== Raw records ==

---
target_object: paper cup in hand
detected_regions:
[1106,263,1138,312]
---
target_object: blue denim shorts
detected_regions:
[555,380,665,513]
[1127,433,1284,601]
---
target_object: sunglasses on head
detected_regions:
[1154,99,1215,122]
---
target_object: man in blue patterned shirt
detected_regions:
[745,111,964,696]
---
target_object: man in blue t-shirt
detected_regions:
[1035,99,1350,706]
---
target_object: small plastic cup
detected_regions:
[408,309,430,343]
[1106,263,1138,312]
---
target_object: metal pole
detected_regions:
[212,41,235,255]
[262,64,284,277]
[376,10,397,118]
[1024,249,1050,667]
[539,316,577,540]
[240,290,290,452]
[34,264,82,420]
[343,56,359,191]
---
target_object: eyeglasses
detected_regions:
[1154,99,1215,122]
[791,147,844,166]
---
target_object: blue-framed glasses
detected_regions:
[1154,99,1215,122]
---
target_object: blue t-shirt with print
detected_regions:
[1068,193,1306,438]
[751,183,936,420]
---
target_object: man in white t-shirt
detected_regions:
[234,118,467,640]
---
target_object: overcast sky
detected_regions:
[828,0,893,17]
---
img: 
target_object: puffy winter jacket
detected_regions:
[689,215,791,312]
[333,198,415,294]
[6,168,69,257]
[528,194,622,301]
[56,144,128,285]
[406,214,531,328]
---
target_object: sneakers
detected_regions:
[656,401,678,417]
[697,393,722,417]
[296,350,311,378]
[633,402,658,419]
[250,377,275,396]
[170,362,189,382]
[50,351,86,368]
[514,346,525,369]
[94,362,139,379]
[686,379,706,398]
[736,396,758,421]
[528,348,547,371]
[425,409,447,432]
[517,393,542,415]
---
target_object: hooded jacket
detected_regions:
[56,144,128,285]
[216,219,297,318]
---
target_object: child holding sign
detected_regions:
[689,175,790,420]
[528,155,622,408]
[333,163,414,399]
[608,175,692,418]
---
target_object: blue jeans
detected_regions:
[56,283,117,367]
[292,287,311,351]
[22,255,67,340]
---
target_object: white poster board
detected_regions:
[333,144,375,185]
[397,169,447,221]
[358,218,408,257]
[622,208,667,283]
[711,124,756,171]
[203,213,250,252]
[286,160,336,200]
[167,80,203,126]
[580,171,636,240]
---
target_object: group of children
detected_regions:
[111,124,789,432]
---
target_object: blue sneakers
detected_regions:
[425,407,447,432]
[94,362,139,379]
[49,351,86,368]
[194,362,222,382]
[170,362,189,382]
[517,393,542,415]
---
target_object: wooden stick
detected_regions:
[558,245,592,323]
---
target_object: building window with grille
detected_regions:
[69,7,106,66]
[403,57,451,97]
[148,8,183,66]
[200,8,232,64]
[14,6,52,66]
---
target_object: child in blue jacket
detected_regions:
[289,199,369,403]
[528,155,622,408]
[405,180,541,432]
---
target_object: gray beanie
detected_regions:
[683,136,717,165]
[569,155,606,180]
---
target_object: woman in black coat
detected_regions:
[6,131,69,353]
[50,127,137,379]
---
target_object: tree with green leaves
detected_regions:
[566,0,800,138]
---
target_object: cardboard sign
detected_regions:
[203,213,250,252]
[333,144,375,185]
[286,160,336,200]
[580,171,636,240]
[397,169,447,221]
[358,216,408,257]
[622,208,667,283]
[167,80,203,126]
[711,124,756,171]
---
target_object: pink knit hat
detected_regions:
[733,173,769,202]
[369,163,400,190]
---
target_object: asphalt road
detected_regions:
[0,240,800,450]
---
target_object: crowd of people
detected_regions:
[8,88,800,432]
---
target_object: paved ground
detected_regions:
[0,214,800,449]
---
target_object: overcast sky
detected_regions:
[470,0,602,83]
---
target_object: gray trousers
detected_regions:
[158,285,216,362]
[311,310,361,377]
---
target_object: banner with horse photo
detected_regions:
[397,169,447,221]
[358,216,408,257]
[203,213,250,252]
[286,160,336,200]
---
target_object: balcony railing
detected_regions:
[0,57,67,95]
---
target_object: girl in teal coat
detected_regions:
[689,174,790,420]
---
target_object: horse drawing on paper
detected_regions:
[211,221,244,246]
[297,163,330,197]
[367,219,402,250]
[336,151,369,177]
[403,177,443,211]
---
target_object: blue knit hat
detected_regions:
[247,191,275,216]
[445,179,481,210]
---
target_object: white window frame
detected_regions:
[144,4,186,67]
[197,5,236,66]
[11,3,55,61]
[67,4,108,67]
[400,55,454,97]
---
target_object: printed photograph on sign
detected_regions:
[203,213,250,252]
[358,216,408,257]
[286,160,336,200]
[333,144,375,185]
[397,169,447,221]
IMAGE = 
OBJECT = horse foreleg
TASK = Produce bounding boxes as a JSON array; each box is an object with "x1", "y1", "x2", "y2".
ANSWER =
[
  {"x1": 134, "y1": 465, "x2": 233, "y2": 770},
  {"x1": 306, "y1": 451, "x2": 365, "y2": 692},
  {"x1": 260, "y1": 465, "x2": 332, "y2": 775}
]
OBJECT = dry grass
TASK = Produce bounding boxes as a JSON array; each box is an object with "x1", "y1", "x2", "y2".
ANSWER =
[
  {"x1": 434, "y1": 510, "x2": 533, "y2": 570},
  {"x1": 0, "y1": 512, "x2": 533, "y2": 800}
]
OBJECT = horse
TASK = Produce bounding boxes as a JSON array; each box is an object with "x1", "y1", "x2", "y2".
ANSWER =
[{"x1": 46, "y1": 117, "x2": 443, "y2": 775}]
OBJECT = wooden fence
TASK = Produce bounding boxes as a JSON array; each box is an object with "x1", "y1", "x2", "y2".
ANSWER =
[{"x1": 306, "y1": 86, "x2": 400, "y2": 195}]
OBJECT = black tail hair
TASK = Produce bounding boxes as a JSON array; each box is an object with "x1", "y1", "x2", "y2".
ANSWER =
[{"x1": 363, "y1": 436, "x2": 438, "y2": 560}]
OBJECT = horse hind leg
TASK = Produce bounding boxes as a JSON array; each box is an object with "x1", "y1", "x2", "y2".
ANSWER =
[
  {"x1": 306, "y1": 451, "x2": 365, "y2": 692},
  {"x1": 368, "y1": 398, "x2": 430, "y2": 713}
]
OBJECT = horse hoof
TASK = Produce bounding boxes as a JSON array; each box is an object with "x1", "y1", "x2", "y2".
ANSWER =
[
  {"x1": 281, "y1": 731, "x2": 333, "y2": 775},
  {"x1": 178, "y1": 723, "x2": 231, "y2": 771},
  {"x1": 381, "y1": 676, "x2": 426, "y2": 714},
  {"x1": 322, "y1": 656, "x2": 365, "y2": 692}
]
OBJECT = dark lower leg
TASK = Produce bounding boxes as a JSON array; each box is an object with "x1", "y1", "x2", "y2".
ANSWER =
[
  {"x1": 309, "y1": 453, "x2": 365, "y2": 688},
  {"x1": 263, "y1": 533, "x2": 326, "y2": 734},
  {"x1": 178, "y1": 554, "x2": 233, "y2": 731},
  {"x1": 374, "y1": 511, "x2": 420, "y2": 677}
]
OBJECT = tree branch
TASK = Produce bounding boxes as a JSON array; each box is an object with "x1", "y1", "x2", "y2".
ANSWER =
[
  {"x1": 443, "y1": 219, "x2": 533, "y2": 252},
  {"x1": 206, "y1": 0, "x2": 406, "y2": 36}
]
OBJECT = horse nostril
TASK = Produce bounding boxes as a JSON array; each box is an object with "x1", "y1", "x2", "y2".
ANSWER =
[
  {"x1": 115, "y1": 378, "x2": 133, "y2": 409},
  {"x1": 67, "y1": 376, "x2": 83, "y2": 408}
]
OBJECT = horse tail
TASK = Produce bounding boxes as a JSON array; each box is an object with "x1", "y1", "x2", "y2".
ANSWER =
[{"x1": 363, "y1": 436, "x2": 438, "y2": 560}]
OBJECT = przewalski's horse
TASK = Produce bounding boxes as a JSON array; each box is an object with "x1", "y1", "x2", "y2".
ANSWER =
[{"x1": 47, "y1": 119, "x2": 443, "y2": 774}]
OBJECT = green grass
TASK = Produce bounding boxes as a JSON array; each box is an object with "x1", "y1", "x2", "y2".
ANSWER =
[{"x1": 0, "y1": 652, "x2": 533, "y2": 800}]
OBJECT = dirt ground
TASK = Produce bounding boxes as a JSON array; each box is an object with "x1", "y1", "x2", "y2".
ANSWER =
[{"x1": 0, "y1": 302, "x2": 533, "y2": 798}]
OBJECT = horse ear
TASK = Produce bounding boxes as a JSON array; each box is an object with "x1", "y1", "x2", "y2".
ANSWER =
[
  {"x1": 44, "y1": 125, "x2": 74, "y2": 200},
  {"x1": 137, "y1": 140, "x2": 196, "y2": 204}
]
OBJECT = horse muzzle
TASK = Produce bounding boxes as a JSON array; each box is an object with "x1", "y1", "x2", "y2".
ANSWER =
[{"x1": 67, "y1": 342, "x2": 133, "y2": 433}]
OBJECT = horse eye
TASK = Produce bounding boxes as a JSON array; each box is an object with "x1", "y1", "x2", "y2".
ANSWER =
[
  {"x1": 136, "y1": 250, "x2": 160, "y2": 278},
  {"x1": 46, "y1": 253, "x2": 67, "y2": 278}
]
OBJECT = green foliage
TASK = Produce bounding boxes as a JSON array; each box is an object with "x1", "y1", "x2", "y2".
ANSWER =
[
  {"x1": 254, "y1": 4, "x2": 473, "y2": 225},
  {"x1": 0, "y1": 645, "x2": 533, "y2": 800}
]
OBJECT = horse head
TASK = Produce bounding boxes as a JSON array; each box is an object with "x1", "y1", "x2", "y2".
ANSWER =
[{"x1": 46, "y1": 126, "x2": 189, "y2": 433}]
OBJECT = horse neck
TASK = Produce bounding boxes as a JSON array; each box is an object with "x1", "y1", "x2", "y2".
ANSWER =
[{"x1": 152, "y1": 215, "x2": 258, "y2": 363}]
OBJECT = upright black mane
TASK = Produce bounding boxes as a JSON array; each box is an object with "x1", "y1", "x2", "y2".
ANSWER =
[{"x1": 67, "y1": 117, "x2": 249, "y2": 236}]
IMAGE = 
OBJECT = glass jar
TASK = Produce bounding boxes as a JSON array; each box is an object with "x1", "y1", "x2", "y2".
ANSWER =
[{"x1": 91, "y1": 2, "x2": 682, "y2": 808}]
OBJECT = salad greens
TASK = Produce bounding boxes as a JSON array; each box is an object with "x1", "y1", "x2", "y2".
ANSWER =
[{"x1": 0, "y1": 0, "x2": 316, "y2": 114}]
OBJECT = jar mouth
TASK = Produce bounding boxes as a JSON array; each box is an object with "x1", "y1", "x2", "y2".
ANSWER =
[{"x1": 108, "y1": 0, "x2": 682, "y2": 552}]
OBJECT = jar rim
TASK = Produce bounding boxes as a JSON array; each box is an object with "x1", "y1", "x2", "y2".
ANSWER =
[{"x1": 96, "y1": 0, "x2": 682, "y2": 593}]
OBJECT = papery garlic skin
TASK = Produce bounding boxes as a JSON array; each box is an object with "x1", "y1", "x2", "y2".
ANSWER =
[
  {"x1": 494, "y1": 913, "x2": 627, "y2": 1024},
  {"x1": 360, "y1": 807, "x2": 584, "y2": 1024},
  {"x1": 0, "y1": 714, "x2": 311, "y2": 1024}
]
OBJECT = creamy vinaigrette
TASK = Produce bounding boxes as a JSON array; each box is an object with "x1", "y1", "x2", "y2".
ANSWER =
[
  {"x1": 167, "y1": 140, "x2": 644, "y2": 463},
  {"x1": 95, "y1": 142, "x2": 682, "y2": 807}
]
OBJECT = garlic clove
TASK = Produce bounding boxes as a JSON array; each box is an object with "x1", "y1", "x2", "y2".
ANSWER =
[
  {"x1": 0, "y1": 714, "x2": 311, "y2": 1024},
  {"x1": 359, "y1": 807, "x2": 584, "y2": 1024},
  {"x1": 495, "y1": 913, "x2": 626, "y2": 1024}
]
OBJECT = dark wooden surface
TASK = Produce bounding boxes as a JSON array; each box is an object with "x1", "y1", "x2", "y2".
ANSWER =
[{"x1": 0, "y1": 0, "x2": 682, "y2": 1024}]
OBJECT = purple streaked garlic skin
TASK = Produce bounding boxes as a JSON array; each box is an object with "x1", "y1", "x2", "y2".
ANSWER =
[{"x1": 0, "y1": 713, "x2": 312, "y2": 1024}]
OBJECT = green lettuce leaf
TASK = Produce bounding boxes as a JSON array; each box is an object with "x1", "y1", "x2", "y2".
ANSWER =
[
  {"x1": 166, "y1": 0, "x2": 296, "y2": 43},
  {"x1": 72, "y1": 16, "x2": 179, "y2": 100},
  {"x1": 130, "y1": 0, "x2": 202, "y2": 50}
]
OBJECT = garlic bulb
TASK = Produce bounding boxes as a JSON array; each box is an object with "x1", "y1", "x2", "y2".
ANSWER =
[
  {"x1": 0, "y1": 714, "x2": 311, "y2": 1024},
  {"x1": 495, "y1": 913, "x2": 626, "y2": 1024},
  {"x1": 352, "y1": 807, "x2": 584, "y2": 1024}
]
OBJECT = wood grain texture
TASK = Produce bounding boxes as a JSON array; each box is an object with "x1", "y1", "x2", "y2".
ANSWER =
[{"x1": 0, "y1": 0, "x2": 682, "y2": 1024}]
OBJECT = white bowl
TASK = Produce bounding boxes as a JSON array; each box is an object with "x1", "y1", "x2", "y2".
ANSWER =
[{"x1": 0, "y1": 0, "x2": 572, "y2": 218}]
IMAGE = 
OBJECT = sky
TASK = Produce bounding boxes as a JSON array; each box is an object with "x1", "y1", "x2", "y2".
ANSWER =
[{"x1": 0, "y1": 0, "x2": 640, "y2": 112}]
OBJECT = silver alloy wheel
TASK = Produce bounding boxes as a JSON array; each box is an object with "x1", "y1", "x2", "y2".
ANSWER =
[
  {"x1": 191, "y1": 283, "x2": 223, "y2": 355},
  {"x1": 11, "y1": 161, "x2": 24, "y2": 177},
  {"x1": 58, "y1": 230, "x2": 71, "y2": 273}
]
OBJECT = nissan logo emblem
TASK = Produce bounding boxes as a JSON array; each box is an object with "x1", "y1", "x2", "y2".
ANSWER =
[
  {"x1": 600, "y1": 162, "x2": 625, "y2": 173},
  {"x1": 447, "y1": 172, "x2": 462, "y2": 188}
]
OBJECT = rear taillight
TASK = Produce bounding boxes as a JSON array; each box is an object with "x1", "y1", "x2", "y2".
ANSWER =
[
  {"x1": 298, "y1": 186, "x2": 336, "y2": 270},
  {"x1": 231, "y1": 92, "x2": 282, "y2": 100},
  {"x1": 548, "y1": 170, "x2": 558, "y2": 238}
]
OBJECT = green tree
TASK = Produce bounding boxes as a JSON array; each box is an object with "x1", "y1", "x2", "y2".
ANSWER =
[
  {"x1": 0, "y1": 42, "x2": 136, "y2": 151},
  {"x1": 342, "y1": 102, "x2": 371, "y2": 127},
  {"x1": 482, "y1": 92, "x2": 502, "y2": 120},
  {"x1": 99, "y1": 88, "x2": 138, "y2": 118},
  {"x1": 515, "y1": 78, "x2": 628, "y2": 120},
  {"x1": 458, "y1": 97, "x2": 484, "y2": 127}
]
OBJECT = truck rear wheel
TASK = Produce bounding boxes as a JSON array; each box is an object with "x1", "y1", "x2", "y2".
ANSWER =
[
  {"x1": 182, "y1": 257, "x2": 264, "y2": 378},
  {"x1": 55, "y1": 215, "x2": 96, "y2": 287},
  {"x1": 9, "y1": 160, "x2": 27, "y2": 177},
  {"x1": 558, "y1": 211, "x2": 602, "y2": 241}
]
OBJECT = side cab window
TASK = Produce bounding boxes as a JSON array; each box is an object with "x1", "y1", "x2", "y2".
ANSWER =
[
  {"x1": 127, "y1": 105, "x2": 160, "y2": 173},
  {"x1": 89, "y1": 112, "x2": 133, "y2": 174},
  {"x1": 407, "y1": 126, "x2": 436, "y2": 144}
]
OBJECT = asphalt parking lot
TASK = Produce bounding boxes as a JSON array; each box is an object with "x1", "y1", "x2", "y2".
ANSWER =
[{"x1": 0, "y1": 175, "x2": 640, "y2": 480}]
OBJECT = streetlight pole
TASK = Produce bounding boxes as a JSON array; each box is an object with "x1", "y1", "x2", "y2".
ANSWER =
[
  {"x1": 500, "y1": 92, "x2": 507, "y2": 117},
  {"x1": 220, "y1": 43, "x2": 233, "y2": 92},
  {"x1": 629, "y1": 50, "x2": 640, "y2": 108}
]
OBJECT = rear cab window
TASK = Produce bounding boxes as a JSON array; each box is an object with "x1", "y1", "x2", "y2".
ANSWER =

===

## Required task:
Duplicate, unchanged, the part of the entries that opens with the line containing "OBJECT = asphalt parking lot" and closes with the last line of the entries.

## Written solution:
OBJECT = asphalt parking lot
TASK = Produce bounding boxes as a JSON array; each box is an object with "x1", "y1", "x2", "y2".
ANSWER =
[{"x1": 0, "y1": 175, "x2": 640, "y2": 480}]
OBJECT = streetlight pole
TASK = Produce bounding boxes as a JSON array; each box is an object with "x1", "y1", "x2", "y2".
ANSWER =
[
  {"x1": 500, "y1": 92, "x2": 507, "y2": 117},
  {"x1": 220, "y1": 43, "x2": 233, "y2": 92},
  {"x1": 629, "y1": 50, "x2": 640, "y2": 108}
]
OBJECT = rear cab window
TASK = Produce bounding boxes as a JSON array; each box is an object with "x1", "y1", "x2", "y2".
ANSWER =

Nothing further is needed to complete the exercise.